*** Given entries
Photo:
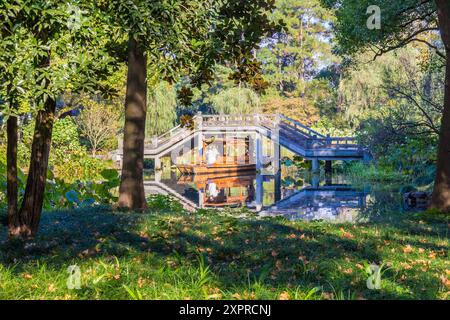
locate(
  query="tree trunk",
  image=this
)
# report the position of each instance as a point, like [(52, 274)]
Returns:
[(132, 195), (30, 212), (441, 193), (11, 169)]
******
## [What is asked]
Copy these lines again, switching "position" to "location" and keeping everything else the same. Leave the pictures out.

## [Correct output]
Photo:
locate(
  query="tree trunk",
  image=this
)
# report the location of each instance as a point, like [(52, 274)]
Returns:
[(132, 195), (30, 212), (441, 193), (11, 169)]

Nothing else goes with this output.